__Passage__.
* BEGIN *

The two principal types of
tenement houses thus indicated
each developed evils all its
own. The use of the old,
one-family dwelling as a
tenement was mainly responsible
for the growth of that great "
cellar population " which was
the constant object of anxious
attention on the part of
philanthropists and sanitary
reformers for many years.
The barrack, run up expressly
for tenement purposes, and
planted in every possible patch
or corner of unoccupied space in
the poorer neighborhoods, in the
back yards of old dwellings, as
in the example above, or in sets
or rows, one behind the other,
or side by side, along narrow
"courts " and "alleys," brought
darkness and dampness, with all
their attendant evils, above
ground, thus practically making
a new "cellar population " not
confined to the cellars, but
placed in layers, one above the
other, up to six stories in
height.
That the development of a
tenement house system as thus
described was due to the demands
for housing created by
immigration, was stated again
and again by contemporary
observers.
.
An especially interesting
feature in the tenement system
of the time was the practice of
subletting, an important phase
both in the life of the
immigrant and in the housing
problem.
Dr. Griscom, in his report on
the " Sanitary Condition of the
Laboring Population of New York
" in 1845, says: — "
The system of tenantage to which
large numbers of the poor are
subjected, I think must be
regarded as one of the principal
causes of the helpless and
noisome manner in which they
live. The basis of these evils
is the subjection of the
tenantry to the merciless
inflictions and extortions of
the sub-landlord. The owner is
relieved of trouble; the lessee
tries to make and save as much
as possible, sufficient
sometimes to enable him to
purchase the property in a short
time.

* END *

__Problem A__. From the tenement passage, return the section from "The two principal" to "for many years." word for word.
__Problem B__. In the tenement passage, what did contemporary observers repeatedly give as the cause of the tenement house system's development?
__Problem C__. Write what comes next in the passage on tenement houses, starting after its final sentence.

__Supplied information__.
* BEGIN *

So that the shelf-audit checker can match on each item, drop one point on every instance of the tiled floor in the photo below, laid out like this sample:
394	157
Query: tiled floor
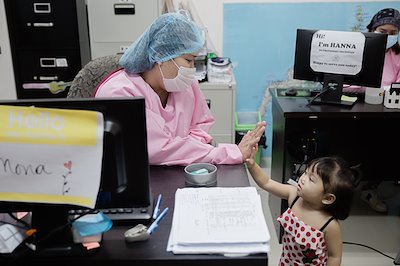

* END *

__Task output A__.
The two principal types of
tenement houses thus indicated
each developed evils all its
own. The use of the old,
one-family dwelling as a
tenement was mainly responsible
for the growth of that great "
cellar population " which was
the constant object of anxious
attention on the part of
philanthropists and sanitary
reformers for many years.

__Task output B__. The demands for housing created by immigration.

__Task output C__.
"The tenements, in order to
admit a greater number of
families, are divided into small
apartments, as numerous as
decency will admit. Regard to
comfort, convenience, and health
is the last motive ; indeed, the
great ignorance of this class of
speculators (who are very
frequently foreigners and keep a
grog-shop on the premises) would
prevent a proper observance of
these had they the desire. These
closets, for they deserve no
other name, are then rented to
the poor, from week to week, or
month to month, the rent being
almost invariably required in
advance, at least for the first
few terms. The families moving
in first after the house is
built find it clean, but the
lessee has no supervision over
their habits, and however filthy
the tenement may become, he
cares not so that he receives
his rent. He and his family are
often steeped as low in
depravity and discomforts as any
of his tenants, being above them
only in the possession of money,
and doubtless often beneath them
in moral worth and sensibility."
In the Report of the Association
for Improving the Condition of
the Poor, for 1853, it is stated
that " the evils the laboring
classes suffer from the
enumerated causes are greatly
aggravated by a species of
subletting which extensively
prevails in most parts of the
city, often subjecting them to
the merciless exactions of
capricious and unprincipled
landlords, and also to the
influence of circumstances which
cannot fail to degrade them."
Sometimes a second "sub-owner,"
or agent, is in evidence. An
investigating committee in 1857
talked with one of these men and
learned some facts which led
them to state in their minutes,
after reporting the talk:
"The foregoing colloquy
satisfied the committee of the
evils of the ' middleman'
system. The buildings under
consideration (Folsom's
Barracks) are first built as a
speculation in the cheapest
manner and then the owner
delegates his brother to oversee
them; the brother again gives
them in charge to a third party,
who, he says, can I do better
with them than he can.' Here we
have two agents between landlord
and tenant, both, of course,
drawing substance from the
miserable people inhabiting
these filthy houses."
This system of course raised
rents very materially, as each
"middleman" had to have his
profit. The increase was stated
to be anywhere from 12 to 25 per
cent, upon a total rental value
already enormous.
That the sub-landlord was, more
often than not, originally an
immigrant himself, is an
interesting feature in the
situation. It is one of the
difficulties the sympathizer
with struggling humanity is
baffled with, that the man who
has just succeeded in climbing
one
round of the ladder is the first
to kick down, if he can, the man
just below him. And so these
Irish and German sub-landlords
were among the hardest and most
unprincipled of those who dealt
with the newly arriving
immigrant. They were, usually,
keepers of groggeries or
"groceries " (which latter seem
to have been almost the
equivalent of the former at that
period), and so added the
enticements of vice to the other
evils they pressed upon the poor
tenants.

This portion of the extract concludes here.